- _Consignes_
Relevez toutes les caractéristiques des peines que l'extrait du document présente comme découlant de la sévérité de la justice.

━━ Extrait du document

Parmi les critères d'attribution du statut de DPS, vous avez évoqué l'émoi de la société en cas d'évasion. L'émotion que son meurtre a inspirée au pays – pour moi, Yvan Colonna était le détenu le plus connu de France – en donne une idée. Pensez-vous que ce critère soit judicieux ? Concerne-t-il beaucoup de détenus ? Qu'en était-il à l'époque où vous étiez à la Chancellerie ?
Les homicides en prison ne sont malheureusement pas rares, mais chacun d'eux ne fait pas l'objet d'une commission d'enquête à l'Assemblée nationale. Il y a d'autres faillites – je me permets de vous reprendre ce mot – de notre système. La surpopulation est le plus grand fléau dans nos prisons : on n'a jamais assez de surveillants, de cellules, de moyens, de médecins, bref de tout ce dont les détenus auraient besoin pour se réinsérer. Nous avons beau voter des budgets très ambitieux et historiquement élevés, on a beau ouvrir des places, on court toujours après les moyens, car le surnombre perdure. Il est le fruit – je taquine mon collègue Baubry – de la sévérité de la justice : les peines sont de plus en plus longues, lourdes et de plus en plus souvent exécutées. Avec le recul, quel est votre point de vue à ce sujet et sur les alternatives à la détention que l'on pourrait mettre en œuvre, dans la suite de ce que vous aviez décidé à l'époque ? Elles peuvent être bien plus favorables à la réinsertion – ce n'est pas un gros mot.
Monsieur le président, vous avez dit que des fonctionnaires auditionnés avaient affirmé que j'étais opposée aux quartiers dédiés.
Je souhaite qu'il soit indiqué au compte rendu qu'il s'agit d'une accusation grave et que la moindre des honnêtetés serait de l'étayer, soit avec des écrits, soit par une déclaration publique que j'aurais faite à ce sujet.

━━━━
━━ Matériel recueilli

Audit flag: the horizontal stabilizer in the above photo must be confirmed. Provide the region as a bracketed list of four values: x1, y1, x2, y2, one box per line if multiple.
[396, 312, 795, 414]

━━━━

- _Réponse rédigée_
- de plus en plus longues
- lourdes
- de plus en plus souvent exécutées